THE DATA:
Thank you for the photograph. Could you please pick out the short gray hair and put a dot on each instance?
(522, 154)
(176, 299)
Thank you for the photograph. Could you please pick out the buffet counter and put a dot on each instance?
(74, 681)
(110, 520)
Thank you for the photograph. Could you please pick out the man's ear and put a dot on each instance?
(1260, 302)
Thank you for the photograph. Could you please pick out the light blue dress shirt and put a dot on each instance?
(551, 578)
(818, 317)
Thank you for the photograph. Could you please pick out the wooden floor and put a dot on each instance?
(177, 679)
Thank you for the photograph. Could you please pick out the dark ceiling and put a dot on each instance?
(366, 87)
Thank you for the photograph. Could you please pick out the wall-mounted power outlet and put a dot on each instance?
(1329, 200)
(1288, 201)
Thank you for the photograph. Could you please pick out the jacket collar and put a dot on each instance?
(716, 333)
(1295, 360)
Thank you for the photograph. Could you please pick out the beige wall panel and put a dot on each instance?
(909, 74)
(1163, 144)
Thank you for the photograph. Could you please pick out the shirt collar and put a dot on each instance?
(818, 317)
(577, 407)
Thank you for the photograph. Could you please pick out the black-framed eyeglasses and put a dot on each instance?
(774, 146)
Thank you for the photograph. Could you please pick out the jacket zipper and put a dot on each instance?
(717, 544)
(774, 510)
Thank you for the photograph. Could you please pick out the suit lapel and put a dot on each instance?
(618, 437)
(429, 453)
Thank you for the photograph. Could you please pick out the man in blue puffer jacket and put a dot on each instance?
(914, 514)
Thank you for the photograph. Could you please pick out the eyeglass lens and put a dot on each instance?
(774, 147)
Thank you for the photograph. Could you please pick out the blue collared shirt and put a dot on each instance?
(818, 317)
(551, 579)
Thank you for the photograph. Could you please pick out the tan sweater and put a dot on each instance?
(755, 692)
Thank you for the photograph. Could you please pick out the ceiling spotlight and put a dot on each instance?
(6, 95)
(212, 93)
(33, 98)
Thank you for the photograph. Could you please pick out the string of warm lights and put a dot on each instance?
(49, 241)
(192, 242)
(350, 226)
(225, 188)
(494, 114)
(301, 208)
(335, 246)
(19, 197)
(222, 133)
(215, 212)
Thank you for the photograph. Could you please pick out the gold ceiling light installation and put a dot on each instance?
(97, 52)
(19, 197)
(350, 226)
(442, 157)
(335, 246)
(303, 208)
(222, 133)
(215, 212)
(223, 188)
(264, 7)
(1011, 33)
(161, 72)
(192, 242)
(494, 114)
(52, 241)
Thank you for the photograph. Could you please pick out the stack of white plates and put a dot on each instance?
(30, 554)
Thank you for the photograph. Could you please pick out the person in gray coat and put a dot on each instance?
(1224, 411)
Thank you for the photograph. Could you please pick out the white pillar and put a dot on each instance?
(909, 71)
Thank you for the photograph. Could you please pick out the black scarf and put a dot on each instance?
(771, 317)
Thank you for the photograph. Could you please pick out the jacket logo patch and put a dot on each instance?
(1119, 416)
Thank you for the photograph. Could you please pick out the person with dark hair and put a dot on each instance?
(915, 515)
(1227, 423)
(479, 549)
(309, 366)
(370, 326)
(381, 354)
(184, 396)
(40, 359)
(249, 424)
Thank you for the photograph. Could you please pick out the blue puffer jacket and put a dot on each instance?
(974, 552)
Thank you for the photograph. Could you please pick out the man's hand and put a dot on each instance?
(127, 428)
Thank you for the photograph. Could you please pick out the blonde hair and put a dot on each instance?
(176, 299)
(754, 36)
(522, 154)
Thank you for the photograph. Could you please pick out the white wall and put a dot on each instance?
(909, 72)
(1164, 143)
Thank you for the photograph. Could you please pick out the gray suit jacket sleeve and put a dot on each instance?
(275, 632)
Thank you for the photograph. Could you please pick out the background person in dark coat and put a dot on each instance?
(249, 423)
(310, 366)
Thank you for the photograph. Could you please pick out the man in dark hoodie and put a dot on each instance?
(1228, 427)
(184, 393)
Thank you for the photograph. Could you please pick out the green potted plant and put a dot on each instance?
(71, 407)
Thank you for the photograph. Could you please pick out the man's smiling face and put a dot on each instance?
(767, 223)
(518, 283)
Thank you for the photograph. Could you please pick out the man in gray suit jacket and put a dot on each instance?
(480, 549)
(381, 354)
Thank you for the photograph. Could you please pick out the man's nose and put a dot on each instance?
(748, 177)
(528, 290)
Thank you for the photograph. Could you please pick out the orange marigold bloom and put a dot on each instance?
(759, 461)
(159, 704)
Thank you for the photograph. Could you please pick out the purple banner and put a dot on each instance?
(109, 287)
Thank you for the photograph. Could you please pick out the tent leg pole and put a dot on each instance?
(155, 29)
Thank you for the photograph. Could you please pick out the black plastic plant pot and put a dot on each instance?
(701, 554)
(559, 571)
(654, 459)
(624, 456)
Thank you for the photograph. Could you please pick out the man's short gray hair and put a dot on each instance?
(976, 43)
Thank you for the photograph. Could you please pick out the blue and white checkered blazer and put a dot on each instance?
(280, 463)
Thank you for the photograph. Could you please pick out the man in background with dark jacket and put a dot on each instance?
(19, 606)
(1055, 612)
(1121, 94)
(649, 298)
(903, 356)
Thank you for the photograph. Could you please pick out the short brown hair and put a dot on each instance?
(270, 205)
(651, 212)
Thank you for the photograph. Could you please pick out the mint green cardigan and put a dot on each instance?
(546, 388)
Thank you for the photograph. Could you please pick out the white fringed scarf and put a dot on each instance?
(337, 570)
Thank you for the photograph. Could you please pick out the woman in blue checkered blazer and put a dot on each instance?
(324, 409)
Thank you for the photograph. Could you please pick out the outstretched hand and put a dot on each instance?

WHAT TO DO:
All of the lines above must be returned exactly as they stand.

FINISHED TASK:
Thank you for the photograph. Could you please pick out the short gray hair and put a dot on each instance?
(522, 154)
(176, 299)
Thank you for the photograph. Could you please pick out the buffet counter and put a dot on each instance?
(74, 681)
(110, 520)
Thank you for the photograph. Could you please pick out the man's ear and put a dot on each instance?
(1260, 302)
Thank you for the photograph. Could you please pick out the light blue dress shirt and put a dot on each instance?
(551, 578)
(818, 317)
Thank you for the photograph. Could you please pick out the wooden floor and put a dot on each instance?
(177, 679)
Thank you for the photograph. Could you please pick out the dark ceiling and put a dot on each instance?
(366, 87)
Thank you for the photograph. Could you please pick out the wall-mounted power outlet and put a dot on each instance?
(1329, 200)
(1288, 201)
Thank you for the photograph. Could you please pick out the jacket collar and put a dot on each instance?
(716, 333)
(1295, 360)
Thank you for the photograph. Could you please pick out the beige wall panel and put a dot on each instance?
(909, 74)
(1163, 144)
Thank you for the photograph. Could you please pick out the shirt collar and put a dot on each instance?
(818, 317)
(577, 407)
Thank you for the photograph. Could you please pick out the black-framed eyeglasses and put a dot on each instance?
(774, 146)
Thank you for the photograph. Could you please pick out the jacket zipper and put a dot on each instance?
(717, 544)
(774, 510)
Thank you for the photograph. Could you please pick out the suit lapel and put a dot on each instance?
(618, 437)
(429, 453)
Thank you for the photograph. Could you please pick out the man in blue puffer jacket and put a dot on each instance?
(914, 514)
Thank you for the photograph. Could you please pick out the eyeglass lens and put a dot on each instance?
(774, 147)
Thank you for the photograph. Could you please pick out the blue collared shirt and put a dot on each instance?
(818, 317)
(551, 579)
Thank you for the photograph. Could you please pick out the tan sweater and put a dot on each instance?
(755, 692)
Thank you for the photograph. Could you please pick out the ceiling spotlight and put a dot on each instance?
(6, 95)
(212, 93)
(33, 98)
Thank you for the photograph. Could you please pick out the string of warm lights and put a dot on each instance?
(49, 241)
(192, 242)
(350, 226)
(225, 188)
(494, 114)
(301, 208)
(335, 246)
(19, 197)
(222, 133)
(215, 212)
Thank you for the photograph. Could you please pick out the gold ceiling light installation and put a dot on each instance?
(97, 52)
(19, 197)
(350, 226)
(442, 157)
(335, 246)
(303, 208)
(222, 133)
(215, 212)
(223, 188)
(264, 7)
(1011, 33)
(161, 72)
(192, 242)
(494, 114)
(52, 241)
Thank you for the photograph. Could you please pick out the stack of white plates and put a dot on each instance?
(30, 554)
Thank you for the photograph. Could you please pick out the person in gray coat and put a dot on each instance?
(1224, 411)
Thank you for the photograph. Could you please pick out the white pillar and put a dot on each instance?
(909, 71)
Thank you for the photograph. Could you please pick out the black scarf and put a dot on each instance?
(771, 317)
Thank you for the photograph. Could you please pick out the jacket logo patch and put a dot on each instance?
(1119, 416)
Thank you for the photograph. Could you please pick out the person with dark hair and put a dot on each instance?
(915, 515)
(1227, 423)
(479, 549)
(309, 366)
(370, 326)
(381, 354)
(184, 396)
(40, 359)
(249, 424)
Thank you for the photograph. Could you please pick out the blue puffer jacket and put a dot on each instance?
(974, 552)
Thank you for the photograph. Could you please pick out the man's hand and put a dot on each instance?
(127, 428)
Thank you for the photograph. Could you please pick out the blonde hair and put a dot on each instance?
(176, 299)
(754, 36)
(522, 154)
Thank you for the photograph. Could you please pick out the white wall and put a dot on each instance?
(909, 72)
(1164, 143)
Thank you for the photograph. Could you please pick out the gray suit jacket sleeve and put a dot on each instance?
(275, 632)
Thank you for the photograph. Could you please pick out the background person in dark coat and put a dot on each instance?
(249, 423)
(310, 366)
Thank you for the photograph. Could you please pick out the man in dark hoodie and put a dot on each instance?
(1228, 427)
(184, 393)
Thank you for the photograph. Could you please pick out the green potted plant and put a dot on each instance?
(71, 407)
Thank you for the photograph. Could you please pick out the man's smiling face and put a dot on each instance?
(767, 223)
(518, 283)
Thank you for the photograph. Could you please pick out the man in gray suit jacket and put a dot on each instance?
(480, 549)
(381, 354)
Thank you for the photograph. Could you please pick out the man's nose and put a dot on each instance?
(748, 177)
(528, 290)
Thank you for the photograph. Could you please pick out the orange marigold bloom and put a dot on each instance?
(759, 461)
(159, 704)
Thank you for the photograph. Could you please pick out the purple banner and put a dot on each instance?
(109, 287)
Thank you for the photograph. Could you please pick out the tent leg pole and put a dot on each instance?
(155, 29)
Thank you for the photograph. Could you please pick out the black plastic plant pot and put a dot on each instance?
(701, 554)
(559, 571)
(654, 459)
(624, 456)
Thank you for the photograph. Could you please pick out the man's short gray hair and put a dot on each instance?
(976, 43)
Thank you for the photograph. Could you please pick out the blue and white checkered blazer and put a dot on each instance?
(280, 463)
Thank you for the photograph. Could you please pick out the man in background with dark jacket and put a dot on each instance?
(19, 606)
(1055, 612)
(1121, 94)
(649, 298)
(903, 356)
Thank you for the photograph. Could you please pick out the short brown hair and put a dot on each instance?
(270, 205)
(651, 212)
Thank you for the photograph. Could you please pick out the mint green cardigan and put a dot on each instance?
(546, 388)
Thank you for the photograph. Could you please pick out the white fringed scarf and put a dot on each instance?
(337, 570)
Thank you for the photograph. Could you please pick out the woman in blue checkered blazer and put a dot on each instance?
(324, 409)
Thank you for the photograph. Could you please pick out the outstretched hand and put a dot on each instance?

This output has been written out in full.